RECORDS FOR THIS EXERCISE:
————

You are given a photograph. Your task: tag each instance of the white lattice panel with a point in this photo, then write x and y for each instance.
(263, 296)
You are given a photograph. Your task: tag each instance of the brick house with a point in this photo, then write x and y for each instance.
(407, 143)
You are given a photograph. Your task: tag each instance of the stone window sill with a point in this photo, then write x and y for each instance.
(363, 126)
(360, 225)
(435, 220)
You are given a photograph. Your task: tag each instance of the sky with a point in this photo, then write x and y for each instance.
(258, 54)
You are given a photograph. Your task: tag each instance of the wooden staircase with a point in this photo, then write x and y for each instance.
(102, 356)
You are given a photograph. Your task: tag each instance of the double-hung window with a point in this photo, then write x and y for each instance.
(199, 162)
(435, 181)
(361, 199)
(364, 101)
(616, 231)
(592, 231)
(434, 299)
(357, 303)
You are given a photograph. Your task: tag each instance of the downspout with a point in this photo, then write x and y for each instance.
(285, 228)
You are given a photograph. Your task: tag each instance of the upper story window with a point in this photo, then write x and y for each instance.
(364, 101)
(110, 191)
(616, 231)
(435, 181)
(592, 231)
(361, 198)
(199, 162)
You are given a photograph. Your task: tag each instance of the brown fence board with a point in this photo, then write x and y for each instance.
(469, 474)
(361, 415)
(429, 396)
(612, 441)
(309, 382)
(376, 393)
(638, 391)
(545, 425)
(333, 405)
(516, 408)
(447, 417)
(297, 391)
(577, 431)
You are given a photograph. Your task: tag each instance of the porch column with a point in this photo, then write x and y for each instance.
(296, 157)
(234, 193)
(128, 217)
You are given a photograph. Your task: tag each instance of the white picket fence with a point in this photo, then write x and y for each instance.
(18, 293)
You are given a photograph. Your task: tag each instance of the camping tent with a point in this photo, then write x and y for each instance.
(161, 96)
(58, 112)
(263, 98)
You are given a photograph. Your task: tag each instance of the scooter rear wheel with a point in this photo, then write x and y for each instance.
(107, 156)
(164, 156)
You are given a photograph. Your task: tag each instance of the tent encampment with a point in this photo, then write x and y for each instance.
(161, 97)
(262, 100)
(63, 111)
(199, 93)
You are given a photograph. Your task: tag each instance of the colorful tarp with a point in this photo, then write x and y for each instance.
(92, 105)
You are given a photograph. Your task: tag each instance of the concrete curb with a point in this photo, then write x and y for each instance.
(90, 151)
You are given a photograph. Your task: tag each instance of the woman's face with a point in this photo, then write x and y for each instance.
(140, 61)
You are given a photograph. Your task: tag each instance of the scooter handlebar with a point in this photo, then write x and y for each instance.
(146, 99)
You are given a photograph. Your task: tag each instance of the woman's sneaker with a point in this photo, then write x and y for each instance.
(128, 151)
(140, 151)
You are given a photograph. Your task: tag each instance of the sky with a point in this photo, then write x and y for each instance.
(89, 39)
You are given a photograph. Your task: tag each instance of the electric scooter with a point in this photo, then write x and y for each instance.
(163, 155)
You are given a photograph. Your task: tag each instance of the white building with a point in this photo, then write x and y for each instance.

————

WHAT THIS TASK INVOLVES: Copy out all of the material above word for word, changing nothing.

TASK RESPONSE:
You are given a photograph. Your task: tag each instance of the white lattice panel with a point in this photo, then write x and y for each instance.
(263, 296)
You are given a photograph. Your task: tag each instance of the brick house with a point in this photo, then write x and y for each instance.
(407, 143)
You are given a photograph. Your task: tag each instance of the stone window sill with a point in this photo, then write x and y for each instance.
(363, 126)
(360, 225)
(435, 220)
You are given a photograph. Your task: tag each instance of the sky with a point in this photo, then write x and y for each instance.
(258, 54)
You are given a photograph. Your task: tag each instance of the wooden staircase with a point in this photo, then write x and y for each instance.
(102, 356)
You are given a photograph. Your task: tag each instance of the double-hung window with a point in this photo, then write x and y for each instance.
(199, 162)
(435, 181)
(361, 199)
(364, 101)
(616, 231)
(592, 231)
(434, 299)
(357, 303)
You are given a photograph. Your task: tag each instance of the downspout with a point in this photo, then write x and y for each instance.
(285, 228)
You are given a photograph. Your task: tag each instance of the upper story window with a point in this photo, then write x and y for each instance.
(364, 101)
(110, 191)
(616, 231)
(435, 181)
(592, 231)
(361, 198)
(199, 162)
You are given a photograph. Your task: tag each instance of the brown fence board with a point in this photo, then write x and y for each instance.
(469, 474)
(361, 415)
(429, 396)
(612, 441)
(309, 382)
(376, 393)
(638, 391)
(545, 425)
(333, 405)
(516, 408)
(447, 417)
(297, 391)
(577, 431)
You are given a photograph. Your task: tag each instance of the porch column with a point in this photo, then write x and y for each instance.
(296, 157)
(234, 193)
(128, 217)
You are given a photograph. Your task: tag each instance of the white picket fence with a point in this photo, then write x and y for each instance.
(18, 293)
You are given a photograph. Your task: tag each instance of the camping tent with a point in this photo, then write x and y for each instance.
(161, 96)
(58, 112)
(263, 98)
You are given a photograph. Your task: tag each instance of the scooter rear wheel with a point in this photo, then write x and y for each instance.
(107, 156)
(164, 156)
You are given a photograph. Your task: tag each instance of the tent encampment with a point in this photo, then write x and y for each instance.
(161, 97)
(262, 100)
(63, 111)
(199, 93)
You are given a photograph. Your task: tag each instance of the colorful tarp with a point in this photo, then write x and y for each instance.
(92, 105)
You are given a photograph. Your task: tag each instance of the concrete curb with a point in this photo, then write x and y for each instance.
(90, 151)
You are given a photograph. Your task: tag each instance of the woman's face with a point in this photo, then write x and y for each instance.
(140, 61)
You are given a photograph. Your task: tag each instance of the scooter handlebar with a point in this photo, then write x and y for each instance.
(146, 99)
You are given a photograph. Your task: tag each instance of the woman's sneaker with a point in this photo, then write x and y for each instance.
(128, 151)
(140, 151)
You are given a photograph. Your task: tag each instance of the sky with a point in this photo, then write x and y for each instance.
(89, 39)
You are given a photograph. Your task: tag each instance of the electric scooter with a point in this photo, then write x and y for each instance.
(163, 155)
You are given a photograph. Your task: tag each instance of the white building with a point in this photo, then write x and y for each instance.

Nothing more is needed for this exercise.